start Selected excerpt

Examples of landscape photography include horizons, oceans, lakes, mountains, waterfalls, deserts, and beaches. Although similar in many ways, landscapes differ from nature photos in that they are usually wider vistas capturing a much larger scene, whereas nature photography focuses more on the objects within that scene on a smaller scale, such as trees, flowers, birds, or other wildlife.
Landscape photography usually involves motionless subjects, so shutter speeds and apertures can usually be set and left alone until the natural light changes. Although different lenses and focal lengths can be used depending on what the photographer is trying to achieve, landscapes are generally captured using wider focal lengths such as f/11 and above to capture a grand sense of scale.
Since the scenes are fairly static, tripods can be used to assist in producing a sharp, steady photo. Varying outdoor conditions make a weather-sealed camera a smart choice.
The capture of nature is another one of the most popular forms of photography. This genre involves capturing objects in the natural world around us, primarily flora and fauna. Subjects could include flowers, animals, plants, trees, and other living objects. While landscape photos can be considered nature, they are usually separated into their own genre, and nature photography generally focuses on the inhabitants within a larger ecosystem.
The scope of nature photographs can be large, or very small, and usually puts an emphasis on the visual aesthetics through the use of shallow depth of field, creative composition, and other techniques. Nature photography can be broken down into subgenres, including wildlife, macro, bird photography, and more.
Portrait photography, unlike the previous two genres, almost always deals specifically with people. Portrait photography (also referred to as portraiture) is a type of photography that focuses on capturing people in various environments. Emphasis is placed on conveying the personality, character, and intentions of the subject. Many subgenres exist including environmental, boudoir, pet photography, glamour, and group/family photography.
Portraiture usually involves the use of lighting equipment (unless the session is taking place outdoors in natural light) and posing the subject to create the desired scene. Studio setups are sometimes used, providing consistent lighting through strobes, continuous lighting, backdrops, and reflectors.
Photographers in this field usually prefer full-frame or medium format cameras equipped with fast telephoto lenses, starting at 85mm and higher.
Street photography involves the capture of people involved in their daily lives, or inanimate objects or buildings, sometimes (but not always) in a city or street setting. These captures are almost always candid in nature and are usually accidental or chance encounters.
Street photography can be dynamic, voyeuristic, and sometimes intimidating for the photographer. There is sometimes interaction between the photographer and the subject, two people who have presumably never met or spoken before.
Photographers who shoot this style generally prefer smaller, lighter camera bodies and prime lenses, in exchange for the longer focal length of telephoto lenses. Not only is this type of setup lighter in weight, the smaller profile assists in becoming less obvious in the environment, and therefore better able to discreetly frame your subjects.

end Selected excerpt
start Information provided

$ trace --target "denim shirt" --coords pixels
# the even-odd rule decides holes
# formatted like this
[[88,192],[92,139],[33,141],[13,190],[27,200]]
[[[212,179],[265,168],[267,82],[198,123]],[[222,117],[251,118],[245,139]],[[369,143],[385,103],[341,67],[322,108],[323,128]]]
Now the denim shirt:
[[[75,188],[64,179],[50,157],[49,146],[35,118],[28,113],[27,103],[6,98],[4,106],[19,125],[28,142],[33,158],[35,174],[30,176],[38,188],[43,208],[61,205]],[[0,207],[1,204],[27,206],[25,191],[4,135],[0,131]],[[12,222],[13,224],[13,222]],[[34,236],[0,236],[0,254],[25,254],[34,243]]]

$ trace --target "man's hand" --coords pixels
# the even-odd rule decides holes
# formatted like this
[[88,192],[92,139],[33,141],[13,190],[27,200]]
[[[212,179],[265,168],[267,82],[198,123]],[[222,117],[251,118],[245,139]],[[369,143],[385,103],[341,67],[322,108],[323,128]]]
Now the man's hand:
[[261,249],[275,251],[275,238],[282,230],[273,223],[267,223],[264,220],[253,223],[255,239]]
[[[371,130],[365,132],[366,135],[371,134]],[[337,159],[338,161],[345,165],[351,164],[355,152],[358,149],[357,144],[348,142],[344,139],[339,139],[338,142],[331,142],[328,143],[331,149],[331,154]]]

end Information provided

• _Job A_:
In the text on photography genres, which cameras and lenses do portrait photographers usually prefer?
• _Job B_:
Rewrite the stretch from "Portraiture usually involves" through "or chance encounters." in the text on photography genres, substituting "flash units" for "strobes".

• _Complete answer A_:
Full-frame or medium format cameras with fast telephoto lenses, starting at 85mm and higher.

• _Complete answer B_:
Portraiture usually involves the use of lighting equipment (unless the session is taking place outdoors in natural light) and posing the subject to create the desired scene. Studio setups are sometimes used, providing consistent lighting through flash units, continuous lighting, backdrops, and reflectors.
Photographers in this field usually prefer full-frame or medium format cameras equipped with fast telephoto lenses, starting at 85mm and higher.
Street photography involves the capture of people involved in their daily lives, or inanimate objects or buildings, sometimes (but not always) in a city or street setting. These captures are almost always candid in nature and are usually accidental or chance encounters.